**Data entries:**
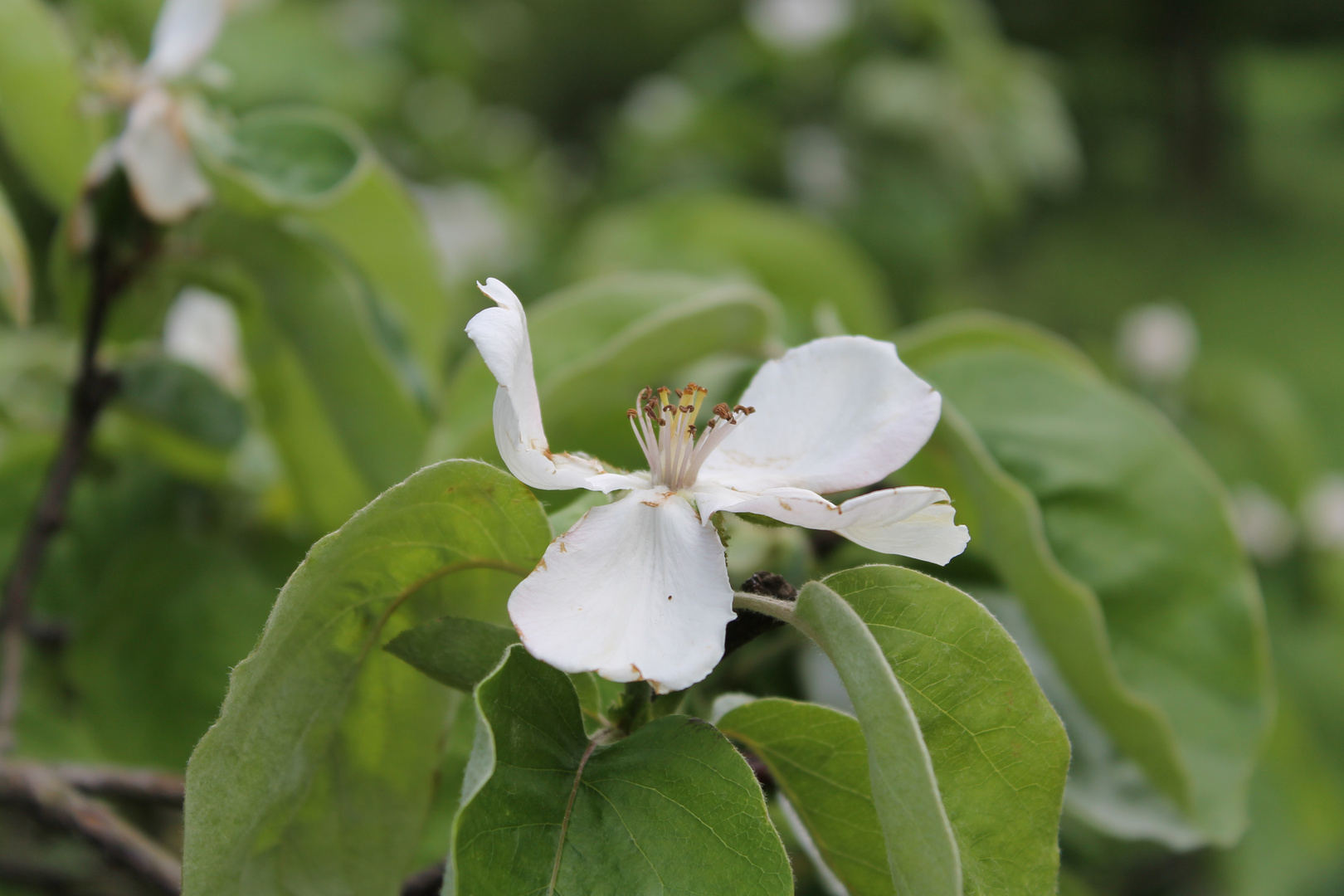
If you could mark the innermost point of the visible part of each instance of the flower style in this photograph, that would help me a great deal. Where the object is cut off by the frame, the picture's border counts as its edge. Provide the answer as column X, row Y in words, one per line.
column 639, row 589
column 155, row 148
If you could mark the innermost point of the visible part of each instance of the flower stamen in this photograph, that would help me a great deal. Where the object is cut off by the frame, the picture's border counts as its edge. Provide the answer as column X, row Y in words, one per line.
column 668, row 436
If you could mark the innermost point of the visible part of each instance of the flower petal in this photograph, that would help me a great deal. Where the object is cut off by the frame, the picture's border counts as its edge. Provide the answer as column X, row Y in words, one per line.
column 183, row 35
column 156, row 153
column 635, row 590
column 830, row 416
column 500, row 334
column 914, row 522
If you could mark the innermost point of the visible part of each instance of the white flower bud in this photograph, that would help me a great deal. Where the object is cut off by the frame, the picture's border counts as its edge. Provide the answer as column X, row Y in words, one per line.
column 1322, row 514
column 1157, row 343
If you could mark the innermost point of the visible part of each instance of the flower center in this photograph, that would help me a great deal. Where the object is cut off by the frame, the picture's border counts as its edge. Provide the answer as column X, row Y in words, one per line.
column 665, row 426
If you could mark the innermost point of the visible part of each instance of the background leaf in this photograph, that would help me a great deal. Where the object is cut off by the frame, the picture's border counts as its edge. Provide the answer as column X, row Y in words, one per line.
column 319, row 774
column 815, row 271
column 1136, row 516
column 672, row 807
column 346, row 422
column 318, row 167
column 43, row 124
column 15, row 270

**YOUR TASK:** Duplicate every item above word for word, and leave the pictures out of your answer.

**OUTPUT BELOW:**
If you could mark the innermost point of the visible part of each instance of the flower style in this photograph, that would help me a great deal. Where the object is cut off by the frame, the picture's border counts as its edge. Provide the answer as column X, row Y in words, one per line.
column 639, row 589
column 155, row 148
If you could mark the innermost point of the visible part of each instance of the flower stamen in this photograph, that would help me a great deal. Where the object is cut off by the frame, the picture's border counts as its edge. Provide the answer as column X, row Y in words, one per line.
column 668, row 436
If you could mark the innermost point of the visible part of each instance of the flower petal in this photograph, that would help me a great deal. Where the object is cut off by the frame, the picture's border counts as its edge. Provide the answer as column X, row Y in words, one per line.
column 183, row 35
column 156, row 153
column 635, row 590
column 830, row 416
column 500, row 334
column 914, row 522
If you could mark the innermost point of the visible part of each instance of the white flower bud in this photograph, that would help me a great deal. Where the object is cut off by the frame, the picture's border counts as its edge. Provide the answer as column X, row Y in words, one per line.
column 1322, row 514
column 1157, row 343
If you could mark the innermost point of the visible part of each instance of the flower center in this photograph, that would help me a great deal. Where the object is cut off by the frame, the picture's border counts as its edge. Provide the answer as column X, row Y in words, one per line.
column 665, row 426
If you could mark the innermost point of the visible part of each instance of the background leaf in this photograph, that would help me a great deal. Where the object is cut off by the frame, the picture's border counts as its edge. Provide the answer as column X, row Y in words, one per line.
column 319, row 774
column 815, row 271
column 1136, row 516
column 672, row 807
column 346, row 422
column 318, row 167
column 43, row 124
column 15, row 270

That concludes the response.